Dataset:
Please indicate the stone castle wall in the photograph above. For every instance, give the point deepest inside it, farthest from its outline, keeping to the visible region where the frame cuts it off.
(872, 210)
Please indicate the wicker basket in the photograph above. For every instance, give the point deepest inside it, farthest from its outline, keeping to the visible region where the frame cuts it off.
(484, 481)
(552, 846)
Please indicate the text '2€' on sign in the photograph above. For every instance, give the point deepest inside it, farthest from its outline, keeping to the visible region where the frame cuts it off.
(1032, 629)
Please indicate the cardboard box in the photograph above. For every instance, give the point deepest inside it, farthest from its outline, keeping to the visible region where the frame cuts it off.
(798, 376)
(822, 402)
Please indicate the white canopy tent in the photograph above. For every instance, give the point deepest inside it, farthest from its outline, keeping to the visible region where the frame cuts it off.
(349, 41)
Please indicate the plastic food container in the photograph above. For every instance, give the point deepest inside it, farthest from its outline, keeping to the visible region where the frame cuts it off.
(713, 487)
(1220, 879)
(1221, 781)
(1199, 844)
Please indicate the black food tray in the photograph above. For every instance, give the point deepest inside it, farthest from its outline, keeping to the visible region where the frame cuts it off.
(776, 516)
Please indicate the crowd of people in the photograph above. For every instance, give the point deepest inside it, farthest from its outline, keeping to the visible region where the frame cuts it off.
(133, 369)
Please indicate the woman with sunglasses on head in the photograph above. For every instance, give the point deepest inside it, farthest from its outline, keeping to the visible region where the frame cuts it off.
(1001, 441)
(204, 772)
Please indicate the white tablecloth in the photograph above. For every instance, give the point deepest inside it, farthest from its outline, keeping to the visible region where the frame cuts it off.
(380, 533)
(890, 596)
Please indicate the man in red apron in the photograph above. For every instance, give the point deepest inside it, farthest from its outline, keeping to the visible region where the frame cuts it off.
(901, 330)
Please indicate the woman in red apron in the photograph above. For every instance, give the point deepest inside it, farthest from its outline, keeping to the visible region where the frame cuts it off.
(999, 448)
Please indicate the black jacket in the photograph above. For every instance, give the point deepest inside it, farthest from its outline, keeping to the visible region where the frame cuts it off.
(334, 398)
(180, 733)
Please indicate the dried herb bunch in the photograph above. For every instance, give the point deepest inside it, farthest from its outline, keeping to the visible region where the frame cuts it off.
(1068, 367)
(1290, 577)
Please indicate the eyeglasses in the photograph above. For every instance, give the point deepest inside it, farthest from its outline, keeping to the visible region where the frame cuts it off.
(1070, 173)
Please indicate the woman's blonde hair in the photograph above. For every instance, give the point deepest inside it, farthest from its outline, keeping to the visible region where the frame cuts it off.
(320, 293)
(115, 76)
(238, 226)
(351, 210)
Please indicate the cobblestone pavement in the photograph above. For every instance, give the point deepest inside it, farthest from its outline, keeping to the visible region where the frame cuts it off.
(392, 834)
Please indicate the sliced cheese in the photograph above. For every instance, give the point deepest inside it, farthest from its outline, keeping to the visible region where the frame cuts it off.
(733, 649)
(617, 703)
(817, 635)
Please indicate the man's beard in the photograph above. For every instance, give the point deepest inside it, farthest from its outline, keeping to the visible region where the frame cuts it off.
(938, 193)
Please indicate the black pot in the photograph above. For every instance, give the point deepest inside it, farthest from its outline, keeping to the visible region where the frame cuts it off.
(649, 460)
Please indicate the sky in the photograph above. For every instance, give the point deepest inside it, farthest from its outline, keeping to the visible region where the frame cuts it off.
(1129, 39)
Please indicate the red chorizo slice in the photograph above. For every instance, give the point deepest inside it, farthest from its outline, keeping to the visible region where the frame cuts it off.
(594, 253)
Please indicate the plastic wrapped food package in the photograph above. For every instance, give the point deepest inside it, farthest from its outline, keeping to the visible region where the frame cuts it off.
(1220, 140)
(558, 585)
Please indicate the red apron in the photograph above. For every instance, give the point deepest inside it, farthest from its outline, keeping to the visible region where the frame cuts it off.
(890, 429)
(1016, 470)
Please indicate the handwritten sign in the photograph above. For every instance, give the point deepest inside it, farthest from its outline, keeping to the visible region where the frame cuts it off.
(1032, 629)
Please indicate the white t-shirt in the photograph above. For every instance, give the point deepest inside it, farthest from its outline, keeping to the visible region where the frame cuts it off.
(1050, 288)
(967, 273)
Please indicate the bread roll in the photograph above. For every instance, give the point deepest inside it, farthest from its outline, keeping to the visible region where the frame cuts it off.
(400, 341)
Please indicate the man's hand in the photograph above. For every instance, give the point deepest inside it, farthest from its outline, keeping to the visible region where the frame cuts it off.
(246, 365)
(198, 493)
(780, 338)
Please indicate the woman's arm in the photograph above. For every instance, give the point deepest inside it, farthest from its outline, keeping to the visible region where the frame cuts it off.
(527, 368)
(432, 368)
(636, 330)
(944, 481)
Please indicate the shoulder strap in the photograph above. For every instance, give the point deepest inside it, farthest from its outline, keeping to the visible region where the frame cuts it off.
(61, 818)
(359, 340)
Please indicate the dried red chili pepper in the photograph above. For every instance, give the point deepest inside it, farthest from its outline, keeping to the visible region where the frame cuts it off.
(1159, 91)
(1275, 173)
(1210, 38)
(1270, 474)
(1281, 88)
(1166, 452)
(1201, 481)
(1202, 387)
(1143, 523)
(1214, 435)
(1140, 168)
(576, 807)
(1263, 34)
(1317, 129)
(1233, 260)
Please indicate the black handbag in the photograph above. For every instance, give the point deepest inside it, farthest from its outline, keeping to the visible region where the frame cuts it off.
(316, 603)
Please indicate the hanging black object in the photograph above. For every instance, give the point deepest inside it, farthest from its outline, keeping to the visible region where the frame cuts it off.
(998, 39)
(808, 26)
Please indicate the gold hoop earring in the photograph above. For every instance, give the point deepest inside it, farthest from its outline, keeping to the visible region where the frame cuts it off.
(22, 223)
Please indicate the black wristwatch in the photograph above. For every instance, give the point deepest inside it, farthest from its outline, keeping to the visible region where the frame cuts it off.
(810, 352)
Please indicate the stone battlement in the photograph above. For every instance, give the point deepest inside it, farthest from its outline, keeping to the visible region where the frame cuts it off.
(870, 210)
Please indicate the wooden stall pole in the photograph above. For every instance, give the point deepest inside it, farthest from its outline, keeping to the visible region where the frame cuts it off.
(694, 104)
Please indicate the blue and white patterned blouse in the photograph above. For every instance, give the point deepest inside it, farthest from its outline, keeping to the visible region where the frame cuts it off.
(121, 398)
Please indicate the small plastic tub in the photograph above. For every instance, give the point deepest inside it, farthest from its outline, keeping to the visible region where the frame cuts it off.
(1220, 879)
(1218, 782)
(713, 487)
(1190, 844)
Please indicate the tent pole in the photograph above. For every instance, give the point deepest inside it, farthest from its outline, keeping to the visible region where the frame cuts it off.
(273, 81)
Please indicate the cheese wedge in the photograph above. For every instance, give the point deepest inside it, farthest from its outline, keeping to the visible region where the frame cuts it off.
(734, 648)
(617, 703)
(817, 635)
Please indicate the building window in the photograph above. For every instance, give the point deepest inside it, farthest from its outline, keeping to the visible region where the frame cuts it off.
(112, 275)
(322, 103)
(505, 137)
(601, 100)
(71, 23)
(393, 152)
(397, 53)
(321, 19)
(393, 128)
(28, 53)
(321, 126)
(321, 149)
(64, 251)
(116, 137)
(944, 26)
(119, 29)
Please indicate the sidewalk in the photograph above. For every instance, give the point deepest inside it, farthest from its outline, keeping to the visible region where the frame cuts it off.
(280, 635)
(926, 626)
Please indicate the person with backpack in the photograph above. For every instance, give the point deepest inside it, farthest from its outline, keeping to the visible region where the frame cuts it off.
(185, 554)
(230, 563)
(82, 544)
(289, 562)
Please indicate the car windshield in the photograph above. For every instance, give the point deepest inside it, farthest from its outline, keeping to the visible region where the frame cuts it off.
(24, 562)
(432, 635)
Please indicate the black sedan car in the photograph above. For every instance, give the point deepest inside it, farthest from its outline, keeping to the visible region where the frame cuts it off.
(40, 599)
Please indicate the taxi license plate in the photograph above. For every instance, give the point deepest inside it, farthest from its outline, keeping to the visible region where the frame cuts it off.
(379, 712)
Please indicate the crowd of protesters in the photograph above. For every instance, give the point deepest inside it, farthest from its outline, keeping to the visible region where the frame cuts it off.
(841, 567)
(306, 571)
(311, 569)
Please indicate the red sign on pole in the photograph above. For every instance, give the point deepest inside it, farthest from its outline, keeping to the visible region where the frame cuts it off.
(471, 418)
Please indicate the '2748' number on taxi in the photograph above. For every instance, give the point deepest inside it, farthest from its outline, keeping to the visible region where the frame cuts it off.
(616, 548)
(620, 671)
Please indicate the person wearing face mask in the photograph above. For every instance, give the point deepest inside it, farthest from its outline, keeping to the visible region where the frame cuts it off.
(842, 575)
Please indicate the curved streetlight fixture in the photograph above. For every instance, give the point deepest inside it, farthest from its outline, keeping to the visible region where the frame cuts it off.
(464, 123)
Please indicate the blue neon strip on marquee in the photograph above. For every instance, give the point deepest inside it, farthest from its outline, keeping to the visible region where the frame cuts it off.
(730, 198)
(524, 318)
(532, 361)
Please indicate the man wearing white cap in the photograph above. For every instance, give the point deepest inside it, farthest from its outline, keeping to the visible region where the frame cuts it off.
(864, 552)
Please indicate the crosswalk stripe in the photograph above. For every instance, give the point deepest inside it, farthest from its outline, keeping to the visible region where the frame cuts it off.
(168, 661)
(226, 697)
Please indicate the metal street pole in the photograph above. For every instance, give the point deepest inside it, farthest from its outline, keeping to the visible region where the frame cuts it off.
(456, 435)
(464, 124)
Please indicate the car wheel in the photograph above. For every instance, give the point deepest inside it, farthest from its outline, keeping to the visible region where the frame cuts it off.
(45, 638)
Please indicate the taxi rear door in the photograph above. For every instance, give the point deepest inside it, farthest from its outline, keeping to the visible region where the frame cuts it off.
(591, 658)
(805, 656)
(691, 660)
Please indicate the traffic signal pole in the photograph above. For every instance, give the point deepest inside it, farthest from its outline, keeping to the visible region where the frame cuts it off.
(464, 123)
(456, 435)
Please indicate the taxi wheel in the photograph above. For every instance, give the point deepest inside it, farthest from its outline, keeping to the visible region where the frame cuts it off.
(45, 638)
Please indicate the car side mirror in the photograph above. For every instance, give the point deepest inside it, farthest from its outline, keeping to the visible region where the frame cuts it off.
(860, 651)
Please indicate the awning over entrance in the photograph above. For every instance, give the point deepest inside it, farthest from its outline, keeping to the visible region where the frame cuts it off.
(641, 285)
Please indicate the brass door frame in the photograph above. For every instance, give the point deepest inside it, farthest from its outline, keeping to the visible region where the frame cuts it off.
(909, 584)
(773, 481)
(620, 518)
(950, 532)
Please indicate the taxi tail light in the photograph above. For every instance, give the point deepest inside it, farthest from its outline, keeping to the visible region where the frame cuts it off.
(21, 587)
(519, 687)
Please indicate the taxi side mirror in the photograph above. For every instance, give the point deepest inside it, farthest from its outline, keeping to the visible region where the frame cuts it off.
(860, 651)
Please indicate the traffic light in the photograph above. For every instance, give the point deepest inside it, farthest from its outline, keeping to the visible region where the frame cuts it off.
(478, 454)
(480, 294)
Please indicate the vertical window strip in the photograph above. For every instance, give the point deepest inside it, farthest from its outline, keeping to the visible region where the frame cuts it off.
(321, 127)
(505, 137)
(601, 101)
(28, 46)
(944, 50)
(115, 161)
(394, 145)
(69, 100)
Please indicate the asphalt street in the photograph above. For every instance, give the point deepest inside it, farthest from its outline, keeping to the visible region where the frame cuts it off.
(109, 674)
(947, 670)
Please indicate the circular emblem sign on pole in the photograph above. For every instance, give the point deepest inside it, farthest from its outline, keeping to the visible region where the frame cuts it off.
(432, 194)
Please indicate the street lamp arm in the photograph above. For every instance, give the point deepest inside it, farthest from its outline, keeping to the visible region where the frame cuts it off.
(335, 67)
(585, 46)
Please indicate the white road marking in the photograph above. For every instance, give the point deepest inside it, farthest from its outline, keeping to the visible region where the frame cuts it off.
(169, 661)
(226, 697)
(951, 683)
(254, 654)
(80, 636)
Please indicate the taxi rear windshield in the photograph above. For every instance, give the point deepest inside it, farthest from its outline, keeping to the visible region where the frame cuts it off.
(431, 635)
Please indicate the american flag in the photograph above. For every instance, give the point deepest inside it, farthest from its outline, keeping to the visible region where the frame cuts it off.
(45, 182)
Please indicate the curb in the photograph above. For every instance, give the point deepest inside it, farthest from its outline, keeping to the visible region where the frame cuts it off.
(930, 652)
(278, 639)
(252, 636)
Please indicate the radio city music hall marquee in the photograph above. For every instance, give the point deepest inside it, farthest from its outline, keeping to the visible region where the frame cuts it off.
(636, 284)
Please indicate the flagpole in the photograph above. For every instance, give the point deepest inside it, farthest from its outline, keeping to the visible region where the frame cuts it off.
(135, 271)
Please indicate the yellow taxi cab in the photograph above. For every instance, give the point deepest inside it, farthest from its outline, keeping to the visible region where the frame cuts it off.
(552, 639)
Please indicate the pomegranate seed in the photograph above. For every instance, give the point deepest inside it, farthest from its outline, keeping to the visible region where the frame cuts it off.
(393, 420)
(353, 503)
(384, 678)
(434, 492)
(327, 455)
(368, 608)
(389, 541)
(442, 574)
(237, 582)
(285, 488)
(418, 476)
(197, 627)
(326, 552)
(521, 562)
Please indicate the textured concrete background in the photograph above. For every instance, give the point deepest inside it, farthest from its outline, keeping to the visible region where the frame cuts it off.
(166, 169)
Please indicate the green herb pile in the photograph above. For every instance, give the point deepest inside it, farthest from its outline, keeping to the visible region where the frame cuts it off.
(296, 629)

To do: Above are the records; copy exactly the lines from the one with "Please indicate the textured" through the final line.

Exercise answer:
Please indicate the textured concrete background in the photograph above. For every instance, give the point deepest inside it, farthest from its outline, keeping to the visible region where the frame cuts it off.
(166, 169)
Please indicate the green herb pile in the photograph above. For every instance, give the point deepest inside it, farthest from its outline, keeping to the visible region where the frame cuts it off.
(296, 629)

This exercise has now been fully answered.